◆ Instruksi yang diberikan 1 ◆
Tuliskan kembali seluruh teks tentang penyusunan rencana pelaksanaan pembelajaran oleh guru pengembang, sama persis dengan aslinya.

◆ Halaman ◆
......

Setelah diskusi tentang pembelajaran sejarah (yang berkualitas), secara bertahap terjadi perubahan sikap pada guru-guru pengembang. Diskusi yang diantaranya mencakup tentang pentingnya rencana pelaksanaan pembelajaran tersebut mampu menanamkan kesadaran para guru pengembang. Mereka sadar atas anggapan yang keliru selama ini, dan berjanji akan menyusun rencana pelaksanaan pembelajaran setiap kali akan mengimplementasikannya dalam prosedur pembelajaran. Namun mereka merasa kurang mampu menyusun rencana pelaksanaan pembelajaran dengan baik. karena itu dilaksanakan tindakan yang berupa pelatihan penyusunan rencana pelaksanaan pembelajaran. Setelah diadakan pelatihan, ternyata pada siklus pertama guru telah menyusun rencana pelaksanaan pembelajaran. Meskipun masih ada kekurangannya, setelah mendapat masukan akhirnya pada siklus kedua para guru telah mampu menyusun rencana pelaksanaan pembelajaran dengan baik. Hal itu dapat dilihat dari kemampuan: (1) merumuskan kompetensi dasar, (2) mengembangkan materi yang sesuai dengan kompetensi dasar, (3) menetapkan langkah-langkah dan strategi pembelajaran, (4) penetapan alat, media dan sumber pembelajaran, dan (5) merencanakan alat dan prosedur penilaian.

......

◆ Bahan latihan ◆
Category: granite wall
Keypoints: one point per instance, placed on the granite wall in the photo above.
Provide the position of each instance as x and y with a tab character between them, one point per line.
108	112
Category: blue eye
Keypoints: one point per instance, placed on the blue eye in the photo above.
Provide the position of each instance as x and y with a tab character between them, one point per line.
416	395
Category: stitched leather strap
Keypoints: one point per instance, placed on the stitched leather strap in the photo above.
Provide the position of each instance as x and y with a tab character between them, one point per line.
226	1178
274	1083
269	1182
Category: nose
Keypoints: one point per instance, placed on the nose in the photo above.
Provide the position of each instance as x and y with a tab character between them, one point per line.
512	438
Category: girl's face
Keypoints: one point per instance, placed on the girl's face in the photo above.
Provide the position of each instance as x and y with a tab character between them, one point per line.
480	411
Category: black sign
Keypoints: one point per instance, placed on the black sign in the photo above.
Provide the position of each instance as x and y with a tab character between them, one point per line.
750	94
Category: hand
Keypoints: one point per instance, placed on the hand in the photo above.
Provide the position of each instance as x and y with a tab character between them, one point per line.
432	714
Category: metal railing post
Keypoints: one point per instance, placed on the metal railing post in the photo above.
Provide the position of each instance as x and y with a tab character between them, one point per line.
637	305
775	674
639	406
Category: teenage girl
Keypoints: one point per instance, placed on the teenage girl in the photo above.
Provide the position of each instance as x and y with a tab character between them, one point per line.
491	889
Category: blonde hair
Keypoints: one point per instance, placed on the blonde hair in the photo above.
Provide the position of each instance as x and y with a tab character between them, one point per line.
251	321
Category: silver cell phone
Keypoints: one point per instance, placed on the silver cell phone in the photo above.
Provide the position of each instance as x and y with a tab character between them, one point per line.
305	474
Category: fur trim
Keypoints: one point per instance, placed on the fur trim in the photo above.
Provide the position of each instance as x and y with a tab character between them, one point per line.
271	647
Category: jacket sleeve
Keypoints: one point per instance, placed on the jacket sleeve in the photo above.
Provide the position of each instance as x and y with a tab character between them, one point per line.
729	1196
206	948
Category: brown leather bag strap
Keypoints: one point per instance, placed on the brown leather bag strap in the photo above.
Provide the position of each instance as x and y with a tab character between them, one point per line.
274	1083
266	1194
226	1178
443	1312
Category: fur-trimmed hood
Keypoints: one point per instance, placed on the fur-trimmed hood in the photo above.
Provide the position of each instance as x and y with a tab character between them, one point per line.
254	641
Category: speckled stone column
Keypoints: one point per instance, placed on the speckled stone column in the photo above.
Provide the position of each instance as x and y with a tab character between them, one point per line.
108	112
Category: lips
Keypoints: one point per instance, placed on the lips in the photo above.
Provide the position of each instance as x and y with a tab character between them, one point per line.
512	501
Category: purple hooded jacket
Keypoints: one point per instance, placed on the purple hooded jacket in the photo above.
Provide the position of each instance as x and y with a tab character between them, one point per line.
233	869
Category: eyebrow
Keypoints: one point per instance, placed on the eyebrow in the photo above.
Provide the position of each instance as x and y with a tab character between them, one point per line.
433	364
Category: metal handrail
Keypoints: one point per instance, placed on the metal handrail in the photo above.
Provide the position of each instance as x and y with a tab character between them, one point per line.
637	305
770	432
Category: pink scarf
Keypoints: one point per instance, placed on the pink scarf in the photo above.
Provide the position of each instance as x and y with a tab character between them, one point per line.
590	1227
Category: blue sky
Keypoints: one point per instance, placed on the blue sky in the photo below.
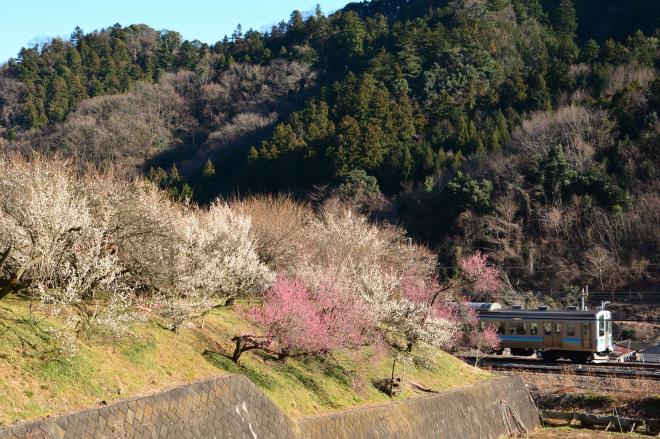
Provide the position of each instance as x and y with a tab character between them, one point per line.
28	21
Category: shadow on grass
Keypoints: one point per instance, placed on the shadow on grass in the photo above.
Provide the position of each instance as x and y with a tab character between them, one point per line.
222	361
311	384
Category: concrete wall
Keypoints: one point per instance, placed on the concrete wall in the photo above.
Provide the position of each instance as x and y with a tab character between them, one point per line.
225	407
480	411
232	407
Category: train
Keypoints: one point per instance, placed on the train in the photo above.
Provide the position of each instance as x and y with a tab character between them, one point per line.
579	335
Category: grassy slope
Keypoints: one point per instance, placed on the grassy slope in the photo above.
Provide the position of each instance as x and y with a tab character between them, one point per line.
36	384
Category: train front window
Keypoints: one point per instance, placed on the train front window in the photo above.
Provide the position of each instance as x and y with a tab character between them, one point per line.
517	328
570	330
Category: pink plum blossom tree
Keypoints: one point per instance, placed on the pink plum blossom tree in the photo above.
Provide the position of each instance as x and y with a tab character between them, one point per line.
297	321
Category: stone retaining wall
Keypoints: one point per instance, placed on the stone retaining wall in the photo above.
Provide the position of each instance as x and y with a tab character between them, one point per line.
486	410
233	407
225	407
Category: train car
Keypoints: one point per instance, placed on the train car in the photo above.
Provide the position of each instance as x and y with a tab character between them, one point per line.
571	334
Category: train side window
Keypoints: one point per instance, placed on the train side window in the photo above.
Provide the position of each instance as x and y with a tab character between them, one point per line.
517	328
570	329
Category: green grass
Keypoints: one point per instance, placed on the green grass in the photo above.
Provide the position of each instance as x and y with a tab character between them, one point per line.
37	381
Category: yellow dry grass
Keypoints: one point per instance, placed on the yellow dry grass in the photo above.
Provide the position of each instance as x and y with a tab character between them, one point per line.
36	381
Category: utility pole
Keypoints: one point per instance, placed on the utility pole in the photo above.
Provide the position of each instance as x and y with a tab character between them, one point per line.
583	295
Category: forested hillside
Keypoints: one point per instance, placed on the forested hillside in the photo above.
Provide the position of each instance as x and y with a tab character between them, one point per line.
525	128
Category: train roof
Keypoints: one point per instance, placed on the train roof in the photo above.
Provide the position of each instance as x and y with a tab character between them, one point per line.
543	314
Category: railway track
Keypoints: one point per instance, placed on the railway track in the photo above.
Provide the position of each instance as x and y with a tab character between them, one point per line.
609	369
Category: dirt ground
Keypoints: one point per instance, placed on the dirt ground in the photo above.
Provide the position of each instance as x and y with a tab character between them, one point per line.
575	433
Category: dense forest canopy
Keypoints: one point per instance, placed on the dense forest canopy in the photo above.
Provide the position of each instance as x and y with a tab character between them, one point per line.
526	128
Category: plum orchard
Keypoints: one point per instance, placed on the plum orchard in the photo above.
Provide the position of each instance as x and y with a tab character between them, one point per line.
102	252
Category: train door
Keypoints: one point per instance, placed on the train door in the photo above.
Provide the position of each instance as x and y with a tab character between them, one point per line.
586	335
548	330
557	334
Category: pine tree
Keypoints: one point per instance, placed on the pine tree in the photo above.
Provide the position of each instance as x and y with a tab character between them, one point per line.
565	20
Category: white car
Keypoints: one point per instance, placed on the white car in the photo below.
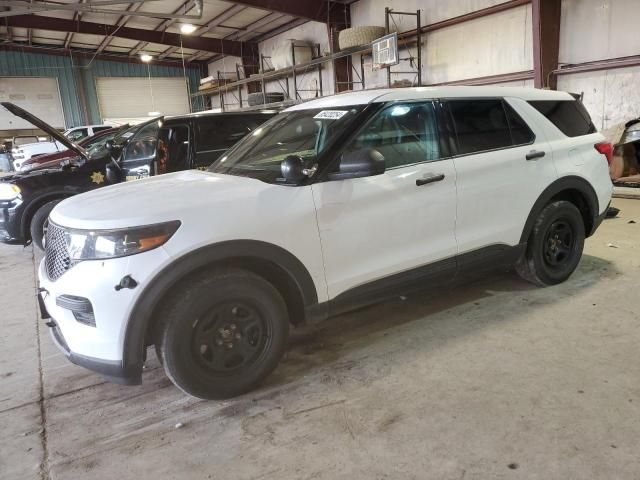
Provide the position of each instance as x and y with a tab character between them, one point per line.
22	153
331	205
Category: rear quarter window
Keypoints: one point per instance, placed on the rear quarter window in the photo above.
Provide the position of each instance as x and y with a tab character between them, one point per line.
569	116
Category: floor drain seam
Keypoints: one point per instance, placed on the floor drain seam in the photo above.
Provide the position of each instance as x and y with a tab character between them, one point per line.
44	434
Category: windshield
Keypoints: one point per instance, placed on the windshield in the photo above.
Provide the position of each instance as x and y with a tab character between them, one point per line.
96	144
303	133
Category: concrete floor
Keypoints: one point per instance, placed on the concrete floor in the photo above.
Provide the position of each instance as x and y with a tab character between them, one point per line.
494	380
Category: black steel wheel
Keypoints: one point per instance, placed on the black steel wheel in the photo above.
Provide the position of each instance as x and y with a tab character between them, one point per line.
223	333
554	248
229	337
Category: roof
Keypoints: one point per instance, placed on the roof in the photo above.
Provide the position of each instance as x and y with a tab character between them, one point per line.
417	93
217	114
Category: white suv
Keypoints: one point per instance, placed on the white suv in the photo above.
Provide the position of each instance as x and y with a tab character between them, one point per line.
331	205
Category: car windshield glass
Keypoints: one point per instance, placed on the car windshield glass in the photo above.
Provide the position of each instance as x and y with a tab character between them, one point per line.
303	133
98	143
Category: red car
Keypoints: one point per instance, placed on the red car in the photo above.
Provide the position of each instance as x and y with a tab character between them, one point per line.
52	159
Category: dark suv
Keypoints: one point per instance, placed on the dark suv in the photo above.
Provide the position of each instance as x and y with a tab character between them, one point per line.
160	145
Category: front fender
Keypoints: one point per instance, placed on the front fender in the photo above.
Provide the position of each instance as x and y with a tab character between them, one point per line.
179	269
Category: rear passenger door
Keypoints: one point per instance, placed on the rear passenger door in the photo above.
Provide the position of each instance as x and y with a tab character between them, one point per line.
216	134
503	164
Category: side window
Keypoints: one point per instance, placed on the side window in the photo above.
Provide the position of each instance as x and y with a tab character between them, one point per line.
480	125
569	116
403	133
222	132
173	149
143	144
521	134
78	134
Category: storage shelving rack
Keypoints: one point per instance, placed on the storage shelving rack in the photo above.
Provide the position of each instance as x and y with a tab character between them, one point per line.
405	40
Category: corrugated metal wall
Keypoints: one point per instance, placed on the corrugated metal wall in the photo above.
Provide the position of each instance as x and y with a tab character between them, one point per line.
71	71
19	64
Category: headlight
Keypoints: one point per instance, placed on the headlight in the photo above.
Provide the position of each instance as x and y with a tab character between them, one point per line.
9	192
102	244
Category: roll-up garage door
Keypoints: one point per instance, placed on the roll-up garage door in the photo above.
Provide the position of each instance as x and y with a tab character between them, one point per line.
127	99
38	95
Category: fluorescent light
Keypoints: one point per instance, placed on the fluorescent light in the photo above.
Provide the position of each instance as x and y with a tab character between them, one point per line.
187	28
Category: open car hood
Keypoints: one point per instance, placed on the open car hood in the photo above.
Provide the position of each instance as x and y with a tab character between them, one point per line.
20	112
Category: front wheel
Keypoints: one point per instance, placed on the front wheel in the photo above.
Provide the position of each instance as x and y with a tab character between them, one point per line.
555	245
39	223
222	334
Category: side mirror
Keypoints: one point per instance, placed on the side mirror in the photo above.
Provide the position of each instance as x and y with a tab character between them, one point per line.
113	174
294	169
365	162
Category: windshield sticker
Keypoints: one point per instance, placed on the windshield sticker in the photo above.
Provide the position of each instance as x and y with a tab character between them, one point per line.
331	114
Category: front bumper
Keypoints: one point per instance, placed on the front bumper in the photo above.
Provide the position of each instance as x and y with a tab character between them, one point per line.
98	347
10	222
599	219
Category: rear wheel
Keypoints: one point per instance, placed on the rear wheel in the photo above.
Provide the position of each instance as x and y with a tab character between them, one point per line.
223	333
39	223
555	245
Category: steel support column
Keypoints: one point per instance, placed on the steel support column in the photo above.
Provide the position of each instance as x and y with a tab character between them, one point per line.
546	42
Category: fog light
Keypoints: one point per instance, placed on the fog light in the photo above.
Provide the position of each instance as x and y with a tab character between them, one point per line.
80	306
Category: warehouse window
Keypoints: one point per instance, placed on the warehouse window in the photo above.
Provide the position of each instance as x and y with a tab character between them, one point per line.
569	116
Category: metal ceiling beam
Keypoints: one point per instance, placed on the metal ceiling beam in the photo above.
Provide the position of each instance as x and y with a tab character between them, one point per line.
316	10
546	42
252	27
215	45
23	7
210	25
120	23
186	6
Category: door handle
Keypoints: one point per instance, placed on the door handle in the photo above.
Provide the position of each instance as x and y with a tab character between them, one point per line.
429	179
534	155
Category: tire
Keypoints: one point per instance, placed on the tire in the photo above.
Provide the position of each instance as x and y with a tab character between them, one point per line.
222	334
358	36
39	223
554	248
260	98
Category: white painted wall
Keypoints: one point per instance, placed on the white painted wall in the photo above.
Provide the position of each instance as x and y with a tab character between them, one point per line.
599	29
611	96
227	64
497	44
501	43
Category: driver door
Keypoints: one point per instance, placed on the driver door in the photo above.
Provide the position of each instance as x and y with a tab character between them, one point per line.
381	232
138	160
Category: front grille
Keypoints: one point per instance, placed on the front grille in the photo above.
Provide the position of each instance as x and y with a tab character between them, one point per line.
57	260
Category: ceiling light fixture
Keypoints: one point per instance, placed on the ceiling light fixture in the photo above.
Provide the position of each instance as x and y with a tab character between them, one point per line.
187	28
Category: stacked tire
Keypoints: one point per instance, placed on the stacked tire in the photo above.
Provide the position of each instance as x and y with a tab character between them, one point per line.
357	36
261	98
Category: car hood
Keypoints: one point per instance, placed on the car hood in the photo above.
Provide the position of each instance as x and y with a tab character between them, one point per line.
156	199
34	172
22	113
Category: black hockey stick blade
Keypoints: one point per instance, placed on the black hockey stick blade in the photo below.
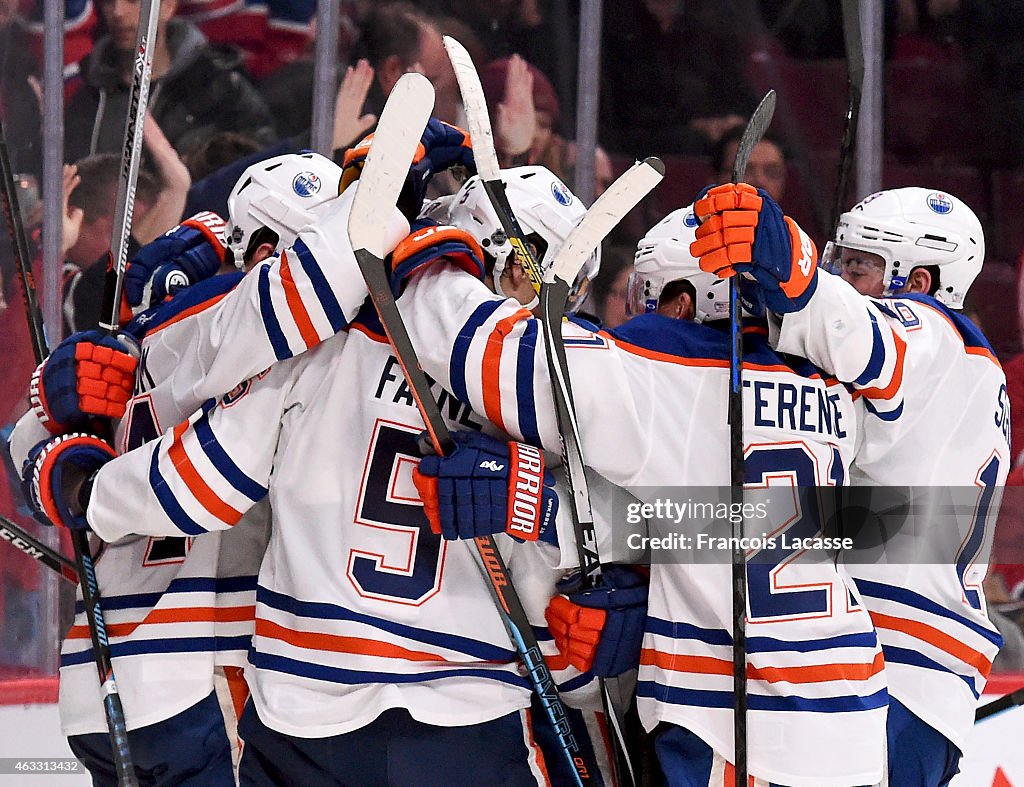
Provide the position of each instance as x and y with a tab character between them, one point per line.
855	82
131	155
10	532
1005	702
756	128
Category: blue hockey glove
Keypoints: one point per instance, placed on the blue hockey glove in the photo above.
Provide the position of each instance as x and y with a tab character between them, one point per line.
743	230
57	474
487	486
88	375
600	629
441	146
179	258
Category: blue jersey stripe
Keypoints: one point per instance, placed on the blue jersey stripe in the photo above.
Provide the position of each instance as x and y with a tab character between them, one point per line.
224	465
322	287
163	645
915	600
896	655
524	384
457	365
359	676
479	650
674	695
278	339
759	644
181	584
168	503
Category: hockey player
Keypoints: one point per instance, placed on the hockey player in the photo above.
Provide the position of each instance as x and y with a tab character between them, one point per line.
378	656
919	250
178	607
650	400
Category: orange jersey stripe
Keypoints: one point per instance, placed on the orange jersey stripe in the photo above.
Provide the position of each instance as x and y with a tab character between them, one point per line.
187	313
933	636
339	644
491	373
173	615
803	674
295	305
199	487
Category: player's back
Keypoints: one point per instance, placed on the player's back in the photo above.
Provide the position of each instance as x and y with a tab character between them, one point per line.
953	438
814	668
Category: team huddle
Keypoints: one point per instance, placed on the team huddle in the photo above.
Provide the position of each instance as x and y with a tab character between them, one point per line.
250	452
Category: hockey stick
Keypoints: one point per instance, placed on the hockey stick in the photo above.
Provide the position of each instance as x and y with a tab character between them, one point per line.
393	144
130	156
997	706
10	532
855	81
756	128
485	157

......

◆ Instruksi yang diberikan 2 ◆
Tampilkan semua baris dalam data yang memuat kata "sign".

◆ Hasil latihan 1 ◆
Setelah diskusi tentang pembelajaran sejarah (yang berkualitas), secara bertahap terjadi perubahan sikap pada guru-guru pengembang. Diskusi yang diantaranya mencakup tentang pentingnya rencana pelaksanaan pembelajaran tersebut mampu menanamkan kesadaran para guru pengembang. Mereka sadar atas anggapan yang keliru selama ini, dan berjanji akan menyusun rencana pelaksanaan pembelajaran setiap kali akan mengimplementasikannya dalam prosedur pembelajaran. Namun mereka merasa kurang mampu menyusun rencana pelaksanaan pembelajaran dengan baik. karena itu dilaksanakan tindakan yang berupa pelatihan penyusunan rencana pelaksanaan pembelajaran. Setelah diadakan pelatihan, ternyata pada siklus pertama guru telah menyusun rencana pelaksanaan pembelajaran. Meskipun masih ada kekurangannya, setelah mendapat masukan akhirnya pada siklus kedua para guru telah mampu menyusun rencana pelaksanaan pembelajaran dengan baik. Hal itu dapat dilihat dari kemampuan: (1) merumuskan kompetensi dasar, (2) mengembangkan materi yang sesuai dengan kompetensi dasar, (3) menetapkan langkah-langkah dan strategi pembelajaran, (4) penetapan alat, media dan sumber pembelajaran, dan (5) merencanakan alat dan prosedur penilaian.

◆ Hasil latihan 2 ◆
Category: black sign
Keypoints: one point per instance, placed on the black sign in the photo above.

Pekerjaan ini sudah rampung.